Copy the records verbatim from their first line through the line containing "[(582, 107)]", with both of those lines included.
┄┄┄┄┄┄┄┄┄┄┄┄┄┄┄┄┄┄┄┄
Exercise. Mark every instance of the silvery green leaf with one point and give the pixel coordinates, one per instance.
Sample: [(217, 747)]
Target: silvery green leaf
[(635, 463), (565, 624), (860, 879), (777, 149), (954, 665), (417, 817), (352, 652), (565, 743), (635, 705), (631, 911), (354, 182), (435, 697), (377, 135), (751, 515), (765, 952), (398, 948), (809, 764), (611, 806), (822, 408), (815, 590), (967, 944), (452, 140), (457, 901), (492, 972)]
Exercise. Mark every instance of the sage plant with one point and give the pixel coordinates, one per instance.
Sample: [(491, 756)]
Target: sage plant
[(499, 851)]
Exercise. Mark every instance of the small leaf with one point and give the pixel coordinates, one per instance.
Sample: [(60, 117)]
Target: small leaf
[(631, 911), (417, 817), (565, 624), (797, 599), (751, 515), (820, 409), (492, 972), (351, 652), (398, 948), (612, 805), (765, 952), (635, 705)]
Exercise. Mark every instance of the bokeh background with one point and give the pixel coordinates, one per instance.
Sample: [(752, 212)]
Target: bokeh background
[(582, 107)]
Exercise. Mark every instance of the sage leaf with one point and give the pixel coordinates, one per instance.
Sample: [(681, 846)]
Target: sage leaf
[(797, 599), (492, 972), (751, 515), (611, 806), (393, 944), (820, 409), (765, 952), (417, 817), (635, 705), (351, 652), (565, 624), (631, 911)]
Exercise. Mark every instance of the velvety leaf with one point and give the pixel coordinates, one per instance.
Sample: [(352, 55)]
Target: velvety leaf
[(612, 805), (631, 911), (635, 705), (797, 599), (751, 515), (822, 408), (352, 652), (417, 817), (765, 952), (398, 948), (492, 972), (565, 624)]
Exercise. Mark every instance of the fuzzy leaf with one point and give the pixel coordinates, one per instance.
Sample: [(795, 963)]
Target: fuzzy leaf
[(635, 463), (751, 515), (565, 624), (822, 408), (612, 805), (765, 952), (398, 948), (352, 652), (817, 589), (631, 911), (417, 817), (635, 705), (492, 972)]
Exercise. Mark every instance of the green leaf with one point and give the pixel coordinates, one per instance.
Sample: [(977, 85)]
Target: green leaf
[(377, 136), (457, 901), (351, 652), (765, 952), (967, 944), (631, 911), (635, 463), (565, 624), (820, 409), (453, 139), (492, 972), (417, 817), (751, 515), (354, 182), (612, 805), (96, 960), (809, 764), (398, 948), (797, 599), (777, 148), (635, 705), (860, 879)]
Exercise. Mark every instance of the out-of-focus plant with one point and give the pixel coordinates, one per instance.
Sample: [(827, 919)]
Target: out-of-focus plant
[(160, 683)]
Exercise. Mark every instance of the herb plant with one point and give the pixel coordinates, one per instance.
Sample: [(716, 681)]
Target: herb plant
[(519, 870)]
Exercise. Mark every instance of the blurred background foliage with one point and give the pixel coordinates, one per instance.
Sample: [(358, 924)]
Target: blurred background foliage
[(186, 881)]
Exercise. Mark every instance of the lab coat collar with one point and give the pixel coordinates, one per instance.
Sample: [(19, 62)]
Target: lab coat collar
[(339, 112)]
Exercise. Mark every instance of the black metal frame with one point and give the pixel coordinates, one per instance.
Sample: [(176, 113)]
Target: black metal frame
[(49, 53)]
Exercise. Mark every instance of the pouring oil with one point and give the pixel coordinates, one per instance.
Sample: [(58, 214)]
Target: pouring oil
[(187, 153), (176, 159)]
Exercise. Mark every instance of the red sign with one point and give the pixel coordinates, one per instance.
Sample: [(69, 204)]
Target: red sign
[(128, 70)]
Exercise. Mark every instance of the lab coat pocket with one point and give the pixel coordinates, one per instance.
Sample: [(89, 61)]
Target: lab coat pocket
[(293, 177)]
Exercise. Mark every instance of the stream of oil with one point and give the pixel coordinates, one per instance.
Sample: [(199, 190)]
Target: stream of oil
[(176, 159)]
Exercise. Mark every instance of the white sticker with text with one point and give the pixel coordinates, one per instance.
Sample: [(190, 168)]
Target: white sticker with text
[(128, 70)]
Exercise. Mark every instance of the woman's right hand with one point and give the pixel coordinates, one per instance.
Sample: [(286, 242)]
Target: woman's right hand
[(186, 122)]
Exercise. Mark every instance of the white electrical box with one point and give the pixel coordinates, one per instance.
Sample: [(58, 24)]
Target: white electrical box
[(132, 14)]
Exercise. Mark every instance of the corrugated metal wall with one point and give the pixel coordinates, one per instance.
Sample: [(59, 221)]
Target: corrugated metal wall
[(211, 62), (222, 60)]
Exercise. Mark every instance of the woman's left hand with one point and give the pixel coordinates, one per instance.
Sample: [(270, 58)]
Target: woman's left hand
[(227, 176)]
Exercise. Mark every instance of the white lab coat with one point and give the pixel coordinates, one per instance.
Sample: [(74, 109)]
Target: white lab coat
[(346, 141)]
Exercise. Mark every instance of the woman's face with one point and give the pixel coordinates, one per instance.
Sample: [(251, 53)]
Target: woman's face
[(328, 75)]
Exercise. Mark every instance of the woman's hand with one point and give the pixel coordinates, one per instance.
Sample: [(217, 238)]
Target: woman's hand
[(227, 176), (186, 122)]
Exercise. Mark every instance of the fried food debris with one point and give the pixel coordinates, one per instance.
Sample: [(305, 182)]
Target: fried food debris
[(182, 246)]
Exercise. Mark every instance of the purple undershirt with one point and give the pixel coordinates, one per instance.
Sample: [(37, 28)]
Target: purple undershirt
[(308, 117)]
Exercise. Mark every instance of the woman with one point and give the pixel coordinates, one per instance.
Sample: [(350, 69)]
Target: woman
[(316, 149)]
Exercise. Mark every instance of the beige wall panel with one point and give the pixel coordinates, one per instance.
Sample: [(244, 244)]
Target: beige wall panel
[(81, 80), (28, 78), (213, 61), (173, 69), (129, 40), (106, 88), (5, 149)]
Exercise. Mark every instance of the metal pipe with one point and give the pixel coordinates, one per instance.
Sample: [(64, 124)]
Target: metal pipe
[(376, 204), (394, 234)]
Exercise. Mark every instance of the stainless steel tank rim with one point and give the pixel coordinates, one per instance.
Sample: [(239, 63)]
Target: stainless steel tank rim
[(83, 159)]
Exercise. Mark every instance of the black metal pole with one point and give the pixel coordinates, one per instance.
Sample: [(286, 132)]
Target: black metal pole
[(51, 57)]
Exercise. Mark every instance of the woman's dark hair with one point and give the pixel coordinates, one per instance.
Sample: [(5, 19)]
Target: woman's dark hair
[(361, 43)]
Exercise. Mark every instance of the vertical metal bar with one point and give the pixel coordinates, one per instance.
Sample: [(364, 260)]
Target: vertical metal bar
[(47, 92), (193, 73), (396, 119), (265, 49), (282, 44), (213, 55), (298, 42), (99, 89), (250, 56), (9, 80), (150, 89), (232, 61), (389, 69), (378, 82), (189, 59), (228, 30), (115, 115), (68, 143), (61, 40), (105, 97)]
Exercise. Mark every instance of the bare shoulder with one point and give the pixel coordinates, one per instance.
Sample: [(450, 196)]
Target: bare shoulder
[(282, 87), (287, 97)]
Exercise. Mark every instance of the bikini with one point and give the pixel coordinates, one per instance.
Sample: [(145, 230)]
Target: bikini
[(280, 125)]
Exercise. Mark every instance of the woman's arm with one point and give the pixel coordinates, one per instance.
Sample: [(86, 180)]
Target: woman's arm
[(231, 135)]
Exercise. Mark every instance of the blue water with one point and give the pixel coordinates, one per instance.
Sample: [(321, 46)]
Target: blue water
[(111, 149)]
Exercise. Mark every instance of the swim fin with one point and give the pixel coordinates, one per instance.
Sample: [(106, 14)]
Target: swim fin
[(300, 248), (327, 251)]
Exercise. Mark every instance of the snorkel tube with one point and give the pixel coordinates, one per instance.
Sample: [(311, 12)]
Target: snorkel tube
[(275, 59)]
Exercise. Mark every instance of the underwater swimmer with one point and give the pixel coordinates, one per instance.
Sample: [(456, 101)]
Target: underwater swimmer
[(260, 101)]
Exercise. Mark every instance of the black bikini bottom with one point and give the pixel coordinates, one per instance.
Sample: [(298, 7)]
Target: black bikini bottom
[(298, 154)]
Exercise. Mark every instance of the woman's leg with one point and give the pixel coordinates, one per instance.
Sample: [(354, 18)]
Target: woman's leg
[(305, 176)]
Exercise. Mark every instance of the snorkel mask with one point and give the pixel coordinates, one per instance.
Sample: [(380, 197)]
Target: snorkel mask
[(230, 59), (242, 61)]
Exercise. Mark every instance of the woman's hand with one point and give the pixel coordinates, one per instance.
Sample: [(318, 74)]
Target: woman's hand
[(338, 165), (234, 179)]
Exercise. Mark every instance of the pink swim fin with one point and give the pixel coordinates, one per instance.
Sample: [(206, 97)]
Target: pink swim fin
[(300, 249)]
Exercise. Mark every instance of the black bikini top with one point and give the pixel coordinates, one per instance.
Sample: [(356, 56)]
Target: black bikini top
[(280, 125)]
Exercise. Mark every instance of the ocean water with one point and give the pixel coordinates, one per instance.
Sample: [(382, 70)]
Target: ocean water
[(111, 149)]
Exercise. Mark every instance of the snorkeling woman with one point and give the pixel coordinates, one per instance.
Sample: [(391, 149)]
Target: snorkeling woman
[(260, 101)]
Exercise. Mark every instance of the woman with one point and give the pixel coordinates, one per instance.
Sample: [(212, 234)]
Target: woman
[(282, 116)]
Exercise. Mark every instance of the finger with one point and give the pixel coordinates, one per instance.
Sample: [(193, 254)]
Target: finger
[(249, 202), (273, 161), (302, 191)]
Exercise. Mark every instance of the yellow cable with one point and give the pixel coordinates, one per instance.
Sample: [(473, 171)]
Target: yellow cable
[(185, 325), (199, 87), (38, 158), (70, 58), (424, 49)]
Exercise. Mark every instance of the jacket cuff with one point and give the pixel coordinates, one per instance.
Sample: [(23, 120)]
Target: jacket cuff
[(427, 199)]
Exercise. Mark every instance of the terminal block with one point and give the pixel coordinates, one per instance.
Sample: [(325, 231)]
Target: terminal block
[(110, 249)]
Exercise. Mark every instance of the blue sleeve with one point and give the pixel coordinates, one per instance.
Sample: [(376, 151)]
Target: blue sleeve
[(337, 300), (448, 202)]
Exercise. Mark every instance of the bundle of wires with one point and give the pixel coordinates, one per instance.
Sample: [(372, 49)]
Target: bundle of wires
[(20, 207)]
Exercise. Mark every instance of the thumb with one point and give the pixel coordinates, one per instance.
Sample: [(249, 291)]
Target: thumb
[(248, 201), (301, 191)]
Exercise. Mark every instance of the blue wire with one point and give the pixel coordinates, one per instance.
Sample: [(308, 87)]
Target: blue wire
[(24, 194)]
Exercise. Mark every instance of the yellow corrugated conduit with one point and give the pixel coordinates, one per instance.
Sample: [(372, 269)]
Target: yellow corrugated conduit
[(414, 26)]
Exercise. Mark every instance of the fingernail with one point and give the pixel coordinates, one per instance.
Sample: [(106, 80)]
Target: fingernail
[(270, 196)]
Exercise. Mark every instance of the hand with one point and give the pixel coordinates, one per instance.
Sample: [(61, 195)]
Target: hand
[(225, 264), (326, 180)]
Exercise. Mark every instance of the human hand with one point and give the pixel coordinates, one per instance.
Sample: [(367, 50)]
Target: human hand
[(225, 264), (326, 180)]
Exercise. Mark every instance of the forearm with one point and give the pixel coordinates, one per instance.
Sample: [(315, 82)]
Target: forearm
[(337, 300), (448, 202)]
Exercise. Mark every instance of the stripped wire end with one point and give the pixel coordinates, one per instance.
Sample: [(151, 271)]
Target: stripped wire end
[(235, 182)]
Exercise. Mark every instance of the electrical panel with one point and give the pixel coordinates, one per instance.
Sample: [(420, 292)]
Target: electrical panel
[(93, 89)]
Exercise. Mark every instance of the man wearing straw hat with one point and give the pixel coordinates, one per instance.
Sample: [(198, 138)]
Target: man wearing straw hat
┄┄┄┄┄┄┄┄┄┄┄┄┄┄┄┄┄┄┄┄
■ **The result**
Exercise. Mark every instance of the silvery green leaf with one point and give the pixel coordinates, one per instance.
Sample: [(217, 747)]
Target: silvery green leaf
[(635, 463), (565, 624), (860, 879), (777, 149), (954, 665), (417, 817), (352, 652), (565, 743), (635, 705), (631, 911), (354, 182), (435, 697), (377, 135), (751, 515), (765, 952), (398, 948), (809, 764), (611, 806), (822, 408), (815, 590), (967, 944), (452, 140), (457, 901), (492, 972)]
Exercise. Mark every instance of the sage plant with one point and give the pixel coordinates, one per instance.
Sample: [(491, 756)]
Target: sage plant
[(499, 851)]
Exercise. Mark every instance of the small leaf with one point and give the pixel coordinates, one per instance.
Sample: [(60, 117)]
Target: small leaf
[(631, 911), (417, 817), (565, 624), (797, 599), (751, 515), (820, 409), (492, 972), (351, 652), (398, 948), (612, 805), (765, 952), (635, 705)]
Exercise. Mark every instance of the bokeh background with one point and give the pixel coordinates, one per instance.
Sample: [(752, 212)]
Target: bokeh background
[(582, 107)]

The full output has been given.